┌─ SELECTED PASSAGE

This thematic panel welcomes papers with a socio-historical approach to the study of informal care (and of the relationship to other forms of care). It focuses on changes in (elder)care practices, visions, understanding, framing in relation to economic, political, demographic and technological change.
Relevant papers tackle:

  • The changing organization of informal care and its relationship to formal care provision
    The changing visions of care by formal care professions and professionals
    The changing narratives of informal care and intergenerational support by caregivers and people cared
    The changing media accounts and representations of informal care and intergenerational support
    The changing representations of care in the arts

Research should preferably consider eldercare, but contributions on intergenerational relations and care at large will be considered.
The historical time(s) taken into account may vary according to the specific research question/hypothesis and the social, political, economic development of the context considered.
Cross-disciplinary approaches (history, sociology, literature, art and media studies) are welcome. Historical accounts of western and non-western contexts are of interest for the thematic panel.

└─
┌─ INFORMATION GIVEN

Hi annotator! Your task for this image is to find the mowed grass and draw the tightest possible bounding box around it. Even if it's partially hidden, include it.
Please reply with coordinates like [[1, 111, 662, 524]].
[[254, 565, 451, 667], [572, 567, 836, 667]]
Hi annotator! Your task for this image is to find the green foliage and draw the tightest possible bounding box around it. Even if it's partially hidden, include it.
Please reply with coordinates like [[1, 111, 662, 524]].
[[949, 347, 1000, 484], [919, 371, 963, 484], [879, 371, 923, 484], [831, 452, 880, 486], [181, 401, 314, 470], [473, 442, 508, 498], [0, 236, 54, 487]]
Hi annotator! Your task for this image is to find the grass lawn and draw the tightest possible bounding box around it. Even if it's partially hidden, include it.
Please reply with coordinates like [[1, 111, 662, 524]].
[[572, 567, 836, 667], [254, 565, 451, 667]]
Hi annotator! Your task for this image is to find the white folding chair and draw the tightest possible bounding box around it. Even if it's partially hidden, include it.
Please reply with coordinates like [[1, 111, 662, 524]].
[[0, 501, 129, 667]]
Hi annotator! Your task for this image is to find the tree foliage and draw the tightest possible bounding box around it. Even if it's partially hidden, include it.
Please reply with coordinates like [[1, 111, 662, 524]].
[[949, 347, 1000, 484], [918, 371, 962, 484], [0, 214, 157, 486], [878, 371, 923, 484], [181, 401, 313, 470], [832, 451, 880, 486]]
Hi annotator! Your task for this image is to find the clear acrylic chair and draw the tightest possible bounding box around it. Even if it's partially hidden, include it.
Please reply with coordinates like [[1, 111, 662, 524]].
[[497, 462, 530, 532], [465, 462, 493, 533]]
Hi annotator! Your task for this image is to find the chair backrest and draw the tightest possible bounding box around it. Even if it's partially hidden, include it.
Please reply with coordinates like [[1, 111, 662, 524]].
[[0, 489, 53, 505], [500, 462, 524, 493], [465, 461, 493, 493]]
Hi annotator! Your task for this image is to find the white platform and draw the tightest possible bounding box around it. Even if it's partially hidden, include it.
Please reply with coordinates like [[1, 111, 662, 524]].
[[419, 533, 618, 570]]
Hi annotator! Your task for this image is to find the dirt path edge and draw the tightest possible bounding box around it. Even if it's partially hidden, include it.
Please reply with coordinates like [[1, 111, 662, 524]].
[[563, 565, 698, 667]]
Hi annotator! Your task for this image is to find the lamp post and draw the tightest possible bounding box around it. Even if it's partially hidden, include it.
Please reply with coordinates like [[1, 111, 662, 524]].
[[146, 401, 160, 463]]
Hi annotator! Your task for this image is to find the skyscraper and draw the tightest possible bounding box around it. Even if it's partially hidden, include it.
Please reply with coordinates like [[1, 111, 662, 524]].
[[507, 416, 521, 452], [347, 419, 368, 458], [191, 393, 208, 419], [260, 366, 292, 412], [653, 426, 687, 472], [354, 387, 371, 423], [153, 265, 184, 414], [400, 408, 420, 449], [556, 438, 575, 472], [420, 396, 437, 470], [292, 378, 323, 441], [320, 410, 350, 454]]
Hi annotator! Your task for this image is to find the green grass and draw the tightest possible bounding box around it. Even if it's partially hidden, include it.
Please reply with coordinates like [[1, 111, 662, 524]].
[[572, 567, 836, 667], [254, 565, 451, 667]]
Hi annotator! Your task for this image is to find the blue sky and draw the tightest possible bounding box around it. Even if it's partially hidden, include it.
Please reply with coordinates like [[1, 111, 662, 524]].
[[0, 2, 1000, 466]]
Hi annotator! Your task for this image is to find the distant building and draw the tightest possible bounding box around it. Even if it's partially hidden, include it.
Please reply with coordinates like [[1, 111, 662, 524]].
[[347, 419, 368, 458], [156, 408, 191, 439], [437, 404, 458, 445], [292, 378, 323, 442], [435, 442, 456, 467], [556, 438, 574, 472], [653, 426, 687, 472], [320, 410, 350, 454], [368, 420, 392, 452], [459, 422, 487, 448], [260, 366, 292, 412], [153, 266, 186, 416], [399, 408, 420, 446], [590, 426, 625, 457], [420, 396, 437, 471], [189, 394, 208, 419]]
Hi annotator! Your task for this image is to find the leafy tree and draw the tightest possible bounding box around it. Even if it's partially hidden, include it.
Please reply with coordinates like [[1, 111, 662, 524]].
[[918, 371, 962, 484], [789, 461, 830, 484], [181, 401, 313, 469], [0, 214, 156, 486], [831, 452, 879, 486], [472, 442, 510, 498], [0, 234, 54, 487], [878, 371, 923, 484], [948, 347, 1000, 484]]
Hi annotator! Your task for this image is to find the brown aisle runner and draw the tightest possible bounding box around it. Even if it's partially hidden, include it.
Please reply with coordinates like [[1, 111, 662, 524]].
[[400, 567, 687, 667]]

└─

▶ [PROBLEM TO SOLVE] Could you reproduce the panel description on informal care from above, word for word and in full?

▶ [SOLUTION BELOW]
This thematic panel welcomes papers with a socio-historical approach to the study of informal care (and of the relationship to other forms of care). It focuses on changes in (elder)care practices, visions, understanding, framing in relation to economic, political, demographic and technological change.
Relevant papers tackle:

  • The changing organization of informal care and its relationship to formal care provision
    The changing visions of care by formal care professions and professionals
    The changing narratives of informal care and intergenerational support by caregivers and people cared
    The changing media accounts and representations of informal care and intergenerational support
    The changing representations of care in the arts

Research should preferably consider eldercare, but contributions on intergenerational relations and care at large will be considered.
The historical time(s) taken into account may vary according to the specific research question/hypothesis and the social, political, economic development of the context considered.
Cross-disciplinary approaches (history, sociology, literature, art and media studies) are welcome. Historical accounts of western and non-western contexts are of interest for the thematic panel.